Aim of the task: Repeat the listing from its first line through the line with "box: [231, 10, 240, 57]", swapping "rough mask" for "coarse mask" everywhere it occurs and keeping everything else unchanged.
[Data for analysis Boundary: Start]
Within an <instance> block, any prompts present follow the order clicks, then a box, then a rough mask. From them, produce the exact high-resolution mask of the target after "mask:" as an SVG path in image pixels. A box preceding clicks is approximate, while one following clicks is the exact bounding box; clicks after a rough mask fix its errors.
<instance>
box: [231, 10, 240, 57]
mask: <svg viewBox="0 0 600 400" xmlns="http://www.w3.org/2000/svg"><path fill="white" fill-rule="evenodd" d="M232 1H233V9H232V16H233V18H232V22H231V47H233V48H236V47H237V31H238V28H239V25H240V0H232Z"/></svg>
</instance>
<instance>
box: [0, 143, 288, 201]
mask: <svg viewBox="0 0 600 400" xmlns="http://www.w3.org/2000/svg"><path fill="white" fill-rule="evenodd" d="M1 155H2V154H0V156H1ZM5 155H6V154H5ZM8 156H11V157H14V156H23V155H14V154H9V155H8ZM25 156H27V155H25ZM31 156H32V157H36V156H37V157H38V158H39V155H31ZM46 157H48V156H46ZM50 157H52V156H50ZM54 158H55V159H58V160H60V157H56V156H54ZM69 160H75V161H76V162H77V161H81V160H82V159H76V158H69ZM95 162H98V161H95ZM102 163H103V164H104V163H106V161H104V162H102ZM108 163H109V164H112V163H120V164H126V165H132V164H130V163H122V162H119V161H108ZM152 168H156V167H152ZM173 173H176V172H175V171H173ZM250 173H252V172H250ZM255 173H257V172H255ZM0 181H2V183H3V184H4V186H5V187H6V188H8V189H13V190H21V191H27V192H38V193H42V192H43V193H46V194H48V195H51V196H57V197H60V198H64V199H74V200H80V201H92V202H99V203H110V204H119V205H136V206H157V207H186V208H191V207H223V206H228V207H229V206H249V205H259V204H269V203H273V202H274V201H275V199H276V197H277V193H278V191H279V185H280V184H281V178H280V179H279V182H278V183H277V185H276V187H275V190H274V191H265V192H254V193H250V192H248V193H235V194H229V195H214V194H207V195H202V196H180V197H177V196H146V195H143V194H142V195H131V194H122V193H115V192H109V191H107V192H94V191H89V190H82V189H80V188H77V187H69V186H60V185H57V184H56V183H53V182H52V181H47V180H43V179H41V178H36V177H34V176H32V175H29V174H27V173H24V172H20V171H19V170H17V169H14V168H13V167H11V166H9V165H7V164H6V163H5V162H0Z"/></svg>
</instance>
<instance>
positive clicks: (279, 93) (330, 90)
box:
[Data for analysis Boundary: End]
Solution:
Within an <instance> block, any prompts present follow the order clicks, then a box, then a coarse mask. From them, produce the exact high-resolution mask of the target after "mask:" as an SVG path in image pixels. A box preceding clicks is approximate, while one following clicks is the exact bounding box; clicks after a coarse mask fix its errors.
<instance>
box: [231, 10, 240, 57]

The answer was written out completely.